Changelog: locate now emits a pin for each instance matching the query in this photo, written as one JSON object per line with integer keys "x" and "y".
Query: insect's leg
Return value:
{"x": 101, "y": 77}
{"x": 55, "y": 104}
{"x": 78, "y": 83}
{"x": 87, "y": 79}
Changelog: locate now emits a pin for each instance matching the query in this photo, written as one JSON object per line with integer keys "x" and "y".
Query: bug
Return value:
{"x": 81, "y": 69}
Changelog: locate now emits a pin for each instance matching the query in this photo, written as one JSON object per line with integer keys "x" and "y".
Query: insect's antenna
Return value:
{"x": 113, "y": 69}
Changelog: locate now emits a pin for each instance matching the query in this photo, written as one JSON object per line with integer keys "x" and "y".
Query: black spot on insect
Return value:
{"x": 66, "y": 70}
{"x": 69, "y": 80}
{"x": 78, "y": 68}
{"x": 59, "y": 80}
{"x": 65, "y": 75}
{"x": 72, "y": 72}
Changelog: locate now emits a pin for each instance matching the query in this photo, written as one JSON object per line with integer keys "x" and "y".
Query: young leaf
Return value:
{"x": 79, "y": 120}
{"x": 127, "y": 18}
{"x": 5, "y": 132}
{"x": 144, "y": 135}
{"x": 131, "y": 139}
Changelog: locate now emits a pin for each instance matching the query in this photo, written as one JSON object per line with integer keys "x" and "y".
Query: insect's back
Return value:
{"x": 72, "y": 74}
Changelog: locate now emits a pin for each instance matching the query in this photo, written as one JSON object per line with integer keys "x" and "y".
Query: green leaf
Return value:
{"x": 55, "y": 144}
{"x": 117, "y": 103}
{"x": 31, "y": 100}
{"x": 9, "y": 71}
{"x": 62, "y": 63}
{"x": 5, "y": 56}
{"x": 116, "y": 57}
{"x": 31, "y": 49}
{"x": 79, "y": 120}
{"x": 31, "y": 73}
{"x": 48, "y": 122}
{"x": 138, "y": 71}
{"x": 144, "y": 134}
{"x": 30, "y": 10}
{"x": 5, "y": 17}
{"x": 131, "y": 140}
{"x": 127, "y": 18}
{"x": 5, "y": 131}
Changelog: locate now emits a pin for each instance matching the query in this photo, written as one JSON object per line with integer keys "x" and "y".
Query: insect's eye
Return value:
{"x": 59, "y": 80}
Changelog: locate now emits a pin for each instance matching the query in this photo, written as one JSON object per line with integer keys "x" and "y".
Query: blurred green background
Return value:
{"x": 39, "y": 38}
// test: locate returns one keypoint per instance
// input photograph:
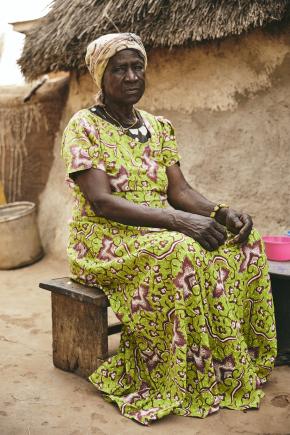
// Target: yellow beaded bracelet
(216, 209)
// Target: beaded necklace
(124, 129)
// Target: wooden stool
(80, 327)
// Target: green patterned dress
(198, 327)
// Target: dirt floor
(36, 398)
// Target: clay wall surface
(229, 103)
(27, 133)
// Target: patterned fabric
(198, 327)
(103, 48)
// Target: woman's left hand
(237, 223)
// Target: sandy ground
(36, 398)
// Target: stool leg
(80, 334)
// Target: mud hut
(218, 70)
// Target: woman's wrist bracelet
(216, 209)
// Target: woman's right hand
(205, 230)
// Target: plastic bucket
(19, 237)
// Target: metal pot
(19, 237)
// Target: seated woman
(188, 282)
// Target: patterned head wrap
(103, 48)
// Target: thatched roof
(60, 41)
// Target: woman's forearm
(126, 212)
(188, 199)
(182, 196)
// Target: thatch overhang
(59, 42)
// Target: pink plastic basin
(277, 247)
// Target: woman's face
(124, 77)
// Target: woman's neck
(123, 112)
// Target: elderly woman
(188, 282)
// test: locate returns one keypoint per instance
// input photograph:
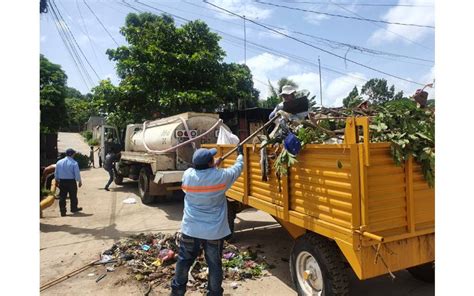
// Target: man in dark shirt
(109, 166)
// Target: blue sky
(270, 55)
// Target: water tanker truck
(156, 153)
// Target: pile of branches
(408, 128)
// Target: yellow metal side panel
(321, 185)
(397, 255)
(387, 207)
(424, 200)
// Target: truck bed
(351, 193)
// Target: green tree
(353, 99)
(171, 70)
(378, 91)
(52, 96)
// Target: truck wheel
(231, 215)
(118, 180)
(144, 185)
(424, 272)
(317, 268)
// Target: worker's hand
(240, 150)
(217, 162)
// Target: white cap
(287, 90)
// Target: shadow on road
(102, 233)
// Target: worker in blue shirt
(205, 217)
(66, 175)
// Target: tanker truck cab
(108, 138)
(156, 155)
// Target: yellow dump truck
(344, 203)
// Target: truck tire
(144, 185)
(317, 268)
(424, 272)
(118, 180)
(231, 215)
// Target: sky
(279, 39)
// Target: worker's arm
(232, 173)
(274, 112)
(77, 174)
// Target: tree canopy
(53, 92)
(378, 91)
(170, 69)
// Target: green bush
(82, 160)
(87, 135)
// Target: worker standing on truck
(66, 175)
(205, 217)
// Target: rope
(171, 149)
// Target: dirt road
(70, 242)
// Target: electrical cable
(344, 16)
(100, 22)
(67, 43)
(74, 39)
(316, 47)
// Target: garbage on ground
(152, 258)
(130, 200)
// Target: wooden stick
(249, 137)
(66, 276)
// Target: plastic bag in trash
(226, 137)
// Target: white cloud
(407, 15)
(241, 7)
(309, 81)
(261, 67)
(340, 87)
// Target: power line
(385, 29)
(123, 3)
(360, 4)
(69, 41)
(316, 47)
(74, 39)
(256, 45)
(57, 23)
(88, 36)
(343, 16)
(328, 42)
(352, 46)
(97, 18)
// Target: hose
(171, 149)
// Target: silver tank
(168, 132)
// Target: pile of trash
(151, 258)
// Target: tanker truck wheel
(144, 185)
(424, 272)
(118, 180)
(317, 268)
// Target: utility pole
(320, 84)
(245, 43)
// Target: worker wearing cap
(287, 94)
(66, 175)
(205, 218)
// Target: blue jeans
(111, 177)
(189, 248)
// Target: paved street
(70, 242)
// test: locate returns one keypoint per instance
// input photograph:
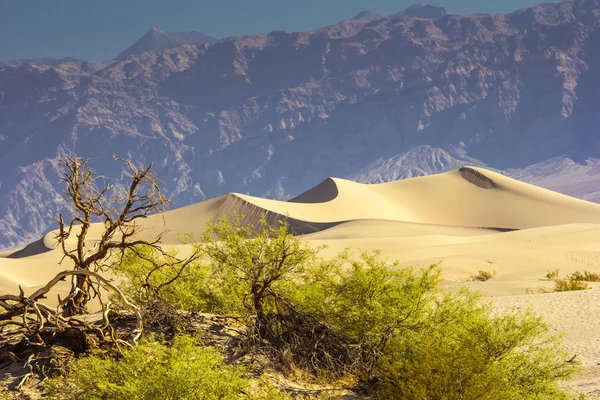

Exercise description -> Copy all of the entries verbatim, leaving out any pictures they contain.

Exercise solution ->
Changelog: locate now emits a pin for each instance matching the query in this photo, written as one JSON object per line with integer keys "x" and "y".
Query: insect's leg
Return value:
{"x": 101, "y": 77}
{"x": 55, "y": 104}
{"x": 78, "y": 83}
{"x": 87, "y": 79}
Changelog: locate now emits a pin for each instance matching the query in this photo, written as one JSON object per line with integer keys "x" and "y".
Query: bug
Return value:
{"x": 81, "y": 69}
Changelog: locate now emits a pin for each instance matching the query in this photo, written as one JSON object per line with integer keys "x" and "y".
Query: insect's antenna
Return value:
{"x": 113, "y": 69}
Changelog: locate now emits a pin for each instance matching the query in this photo, written as one JSON object per line with integer keys "x" and "y".
Query: black spot on insect
Return value:
{"x": 66, "y": 70}
{"x": 69, "y": 80}
{"x": 78, "y": 68}
{"x": 59, "y": 80}
{"x": 65, "y": 75}
{"x": 72, "y": 72}
Changelog: locate now emits a pin for each instance matching the query in this photo, written as one JSON object per line with integer keys "x" and "y".
Query: young leaf
Return value:
{"x": 79, "y": 120}
{"x": 127, "y": 18}
{"x": 5, "y": 132}
{"x": 144, "y": 135}
{"x": 131, "y": 139}
Changelog: locate now emits a pin for each instance matching the query in this photo, written as one JSON object per line with integer keys "x" and "y".
Query: insect's back
Return value:
{"x": 72, "y": 74}
Changelog: locate now emits a pin for each instance matching the query in this photo, written as one JSON object per line with integer keys "x" and "y".
Query: green leaf
Return value:
{"x": 55, "y": 144}
{"x": 117, "y": 103}
{"x": 31, "y": 100}
{"x": 9, "y": 71}
{"x": 62, "y": 63}
{"x": 5, "y": 56}
{"x": 116, "y": 57}
{"x": 31, "y": 49}
{"x": 79, "y": 120}
{"x": 31, "y": 73}
{"x": 48, "y": 122}
{"x": 138, "y": 71}
{"x": 144, "y": 134}
{"x": 30, "y": 10}
{"x": 5, "y": 17}
{"x": 131, "y": 140}
{"x": 127, "y": 18}
{"x": 5, "y": 131}
Changelog: locate now emits a pin for each instance matching the query in this photo, written as one JSON object per line with integer keys "x" and "y".
Query: insect's eye
Return value:
{"x": 59, "y": 80}
Changelog: locate now emits a pin for each instance matching the query in this photo, written as one JSON object per line with integer keys "x" and "y".
Query: blurred green background
Return value:
{"x": 39, "y": 38}
// test: locate returns one keypoint per instance
// input photograph:
// Target: yellow beaded bracelet
(216, 209)
// Target: beaded necklace
(124, 129)
// Target: wooden stool
(80, 327)
// Target: green patterned dress
(198, 327)
// Target: dirt floor
(36, 398)
// Target: clay wall surface
(229, 103)
(27, 133)
// Target: patterned fabric
(198, 327)
(103, 48)
// Target: woman's left hand
(237, 223)
// Target: sandy ground
(36, 398)
// Target: stool leg
(80, 334)
// Target: mud hut
(218, 70)
// Target: woman's wrist bracelet
(216, 209)
// Target: woman's right hand
(205, 230)
// Target: plastic bucket
(19, 237)
// Target: metal pot
(19, 237)
// Target: seated woman
(188, 282)
// Target: patterned head wrap
(103, 48)
// Target: thatched roof
(60, 41)
// Target: woman's forearm
(126, 212)
(188, 199)
(182, 196)
// Target: thatch overhang
(59, 42)
// Target: pink plastic basin
(277, 247)
// Target: woman's face
(124, 77)
// Target: woman's neck
(123, 112)
// Target: elderly woman
(188, 282)
// test: locate returns one keypoint per instance
// input photograph:
// Target: man in dark shirt
(109, 166)
// Target: blue sky
(270, 55)
// Target: water tanker truck
(156, 153)
// Target: pile of branches
(408, 128)
// Target: yellow metal side panel
(321, 185)
(397, 255)
(387, 207)
(424, 200)
// Target: truck bed
(351, 193)
// Target: green tree
(353, 99)
(171, 70)
(378, 91)
(52, 96)
// Target: truck wheel
(231, 215)
(118, 180)
(144, 185)
(424, 272)
(317, 268)
// Target: worker's hand
(240, 150)
(217, 162)
// Target: white cap
(287, 90)
// Target: shadow on road
(102, 233)
// Target: worker in blue shirt
(205, 217)
(66, 175)
// Target: tanker truck cab
(108, 138)
(156, 155)
// Target: yellow dump truck
(344, 203)
// Target: truck tire
(144, 185)
(317, 268)
(424, 272)
(118, 180)
(231, 215)
// Target: sky
(279, 39)
// Target: worker's arm
(232, 173)
(274, 112)
(77, 174)
// Target: tree canopy
(53, 92)
(378, 91)
(170, 69)
// Target: green bush
(82, 160)
(87, 135)
// Target: worker standing on truck
(66, 175)
(205, 217)
// Target: rope
(171, 149)
// Target: dirt road
(70, 242)
// Target: electrical cable
(344, 16)
(100, 22)
(67, 43)
(74, 39)
(316, 47)
// Target: garbage on ground
(152, 258)
(130, 200)
// Target: wooden stick
(249, 137)
(66, 276)
// Target: plastic bag in trash
(226, 137)
// Target: white cloud
(407, 15)
(241, 7)
(309, 81)
(261, 67)
(340, 87)
// Target: power line
(385, 29)
(123, 3)
(360, 4)
(69, 41)
(316, 47)
(74, 39)
(256, 45)
(57, 23)
(88, 36)
(343, 16)
(328, 42)
(352, 46)
(97, 18)
// Target: hose
(171, 149)
// Target: silver tank
(168, 132)
// Target: pile of trash
(151, 258)
// Target: tanker truck wheel
(144, 185)
(424, 272)
(118, 180)
(317, 268)
// Target: utility pole
(320, 84)
(245, 43)
// Target: worker wearing cap
(287, 94)
(66, 175)
(205, 218)
// Target: blue jeans
(111, 177)
(189, 248)
// Target: paved street
(70, 242)
// test: locate returns one keypoint per instance
// input photograph:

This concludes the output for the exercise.